▶ AIM OF THE TASK
Copy all the lines of the items below, including the requests, and add -134 to every coordinate in the answers. Leave the numbers in the requests and their format samples unchanged.

start INPUT FOR THIS TASK

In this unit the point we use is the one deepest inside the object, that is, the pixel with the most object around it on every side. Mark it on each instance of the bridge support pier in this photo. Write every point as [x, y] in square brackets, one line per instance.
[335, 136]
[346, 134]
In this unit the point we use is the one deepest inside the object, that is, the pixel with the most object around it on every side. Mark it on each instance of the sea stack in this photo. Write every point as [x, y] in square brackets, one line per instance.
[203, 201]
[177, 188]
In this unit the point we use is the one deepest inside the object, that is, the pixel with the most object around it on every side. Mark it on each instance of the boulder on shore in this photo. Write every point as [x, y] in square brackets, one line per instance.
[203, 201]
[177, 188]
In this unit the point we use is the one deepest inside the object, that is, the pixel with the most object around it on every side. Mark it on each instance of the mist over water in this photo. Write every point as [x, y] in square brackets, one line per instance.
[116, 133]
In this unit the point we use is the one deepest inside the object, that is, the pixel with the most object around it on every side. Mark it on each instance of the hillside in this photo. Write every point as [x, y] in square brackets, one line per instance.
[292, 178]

end INPUT FOR THIS TASK

▶ ANSWER TO THIS PROBLEM
In this unit the point we use is the one deepest inside the object, that is, the pixel with the most object around it on every side. Mark it on each instance of the bridge support pier in this photo. Write every point as [x, y] in square brackets, one line per instance.
[201, 2]
[212, 0]
In this unit the point we use is the one deepest inside the object, that is, the pixel with the most object around it on every side. Mark it on each instance of the sea stack in this photo. Write every point as [x, y] in square brackets, one line per instance.
[69, 67]
[43, 54]
In this unit the point we use is the one deepest inside the object, that is, the pixel with the most object around it on every side. Mark it on each instance of the boulder on shore in this photo. Write every point as [x, y] in square brackets, one line per instance.
[69, 67]
[43, 54]
In this unit the point we use is the one deepest inside the object, that is, the pixel with the most object around it on every side. Mark it on each instance of the mist over water in this photo. Write every point as [x, y] in square brackets, one line per instance.
[-18, -1]
In this unit the point we use is the one deepest inside the object, that is, the pixel with the most object around it on every side. Mark it on each instance of the hillside in this photo. Write every point as [x, y] in square brackets, one line per instance.
[158, 44]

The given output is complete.